Data supplied:
■ ■ ■

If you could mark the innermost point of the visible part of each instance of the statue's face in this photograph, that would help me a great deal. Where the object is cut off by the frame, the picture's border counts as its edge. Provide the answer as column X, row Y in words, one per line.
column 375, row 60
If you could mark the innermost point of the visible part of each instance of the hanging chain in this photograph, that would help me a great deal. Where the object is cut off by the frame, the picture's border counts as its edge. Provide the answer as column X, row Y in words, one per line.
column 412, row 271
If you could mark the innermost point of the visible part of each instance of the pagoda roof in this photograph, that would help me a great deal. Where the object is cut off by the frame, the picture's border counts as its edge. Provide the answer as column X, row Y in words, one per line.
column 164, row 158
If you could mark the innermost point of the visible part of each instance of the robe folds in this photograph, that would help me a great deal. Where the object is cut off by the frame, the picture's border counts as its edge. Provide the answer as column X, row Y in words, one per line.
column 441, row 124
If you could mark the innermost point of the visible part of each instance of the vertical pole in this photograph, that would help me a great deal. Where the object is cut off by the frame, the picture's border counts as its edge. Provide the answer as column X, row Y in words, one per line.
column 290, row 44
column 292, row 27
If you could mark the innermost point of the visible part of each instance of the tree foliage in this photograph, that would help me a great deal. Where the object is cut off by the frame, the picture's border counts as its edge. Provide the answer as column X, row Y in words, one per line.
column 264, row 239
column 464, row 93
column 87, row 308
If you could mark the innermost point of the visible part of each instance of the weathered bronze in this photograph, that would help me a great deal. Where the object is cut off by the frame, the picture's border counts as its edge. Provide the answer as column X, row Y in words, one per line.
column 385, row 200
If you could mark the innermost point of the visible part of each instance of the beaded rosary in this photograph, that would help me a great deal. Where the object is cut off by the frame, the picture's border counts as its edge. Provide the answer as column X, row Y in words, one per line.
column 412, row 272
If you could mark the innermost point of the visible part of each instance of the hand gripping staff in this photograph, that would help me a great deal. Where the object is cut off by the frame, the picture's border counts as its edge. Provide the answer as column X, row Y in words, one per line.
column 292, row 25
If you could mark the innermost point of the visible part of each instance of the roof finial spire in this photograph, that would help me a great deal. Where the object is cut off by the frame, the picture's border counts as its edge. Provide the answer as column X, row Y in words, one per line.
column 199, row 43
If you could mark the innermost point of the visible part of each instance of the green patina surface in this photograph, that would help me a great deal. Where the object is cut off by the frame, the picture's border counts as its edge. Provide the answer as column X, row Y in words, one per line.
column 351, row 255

■ ■ ■

Requirement:
Each record must be reproduced exactly. Keep every one.

Written response:
If you could mark the innermost point of the visible part of each instance of the statue's face in this photograph, that would help me a great deal. Where the object is cut off by the frame, the picture's border counts as its edge. Provide the answer as column X, row Y in words, one per line.
column 375, row 60
If you could mark the innermost point of the visible part of each instance of the hanging chain in this photograph, that would help me a great deal. Where the object is cut off by the frame, the picture's border counts as its edge. Provide the answer as column X, row Y in words, one per line.
column 412, row 271
If you could mark the innermost point of the visible part of each instance of the pagoda roof in this photograph, that would help me a great deal. Where the object is cut off by the frame, the picture's border counts as its edge. Provide the answer as column X, row Y in words, one per line.
column 164, row 158
If you could mark the innermost point of the visible part of each instance of the robe folds in this photograph, that would help me a great deal. Where the object is cut off by the frame, the picture's border counts as its edge. Provide the answer as column X, row Y in words, one per line.
column 441, row 124
If you could mark the innermost point of the visible part of each instance of the vertical pole in this photograph, that would help me a great deal. Where the object is cut off by the frame, the picture's border counts as its edge. Provide the answer as column X, row Y in words, one per line.
column 290, row 44
column 292, row 27
If you could mark the innermost point of the visible part of each instance of the tree foliage in this photograph, that would help me a great deal. Where the object is cut off by the frame, the picture's border counts as its edge. Provide the answer as column X, row Y in words, one per line.
column 264, row 239
column 464, row 93
column 87, row 308
If you could mark the innermost point of the visible part of each instance of the weathered bronze in this photograph, that would help me a great deal. Where the object is cut off by the frame, the picture's border counts as its edge. Provide the answer as column X, row Y in words, one per line.
column 385, row 200
If you could mark the innermost point of the visible part of each instance of the beaded rosary in this photograph, that would help me a great deal. Where the object is cut off by the frame, the picture's border counts as its edge. Provide the answer as column X, row Y in words, one per line.
column 412, row 272
If you could mark the innermost point of the visible part of each instance of the hand gripping staff in this photograph, that would help me a great deal. Where the object is cut off by the frame, the picture's border counts as its edge. Provide the answer as column X, row Y in words, one per line.
column 292, row 25
If you could mark the innermost point of the visible part of each instance of the roof finial spire in this photograph, that would help me a great deal. Where the object is cut off by the frame, the picture's border counts as its edge. Provide the answer as column X, row Y in words, one per line.
column 199, row 43
If you could mark the innermost point of the visible part of each instance of the green patina surface in this photograph, that would help me a great deal. Where the object is cut off by the frame, the picture's border counts as its edge. Provide the answer as column X, row Y in words, one per line.
column 351, row 255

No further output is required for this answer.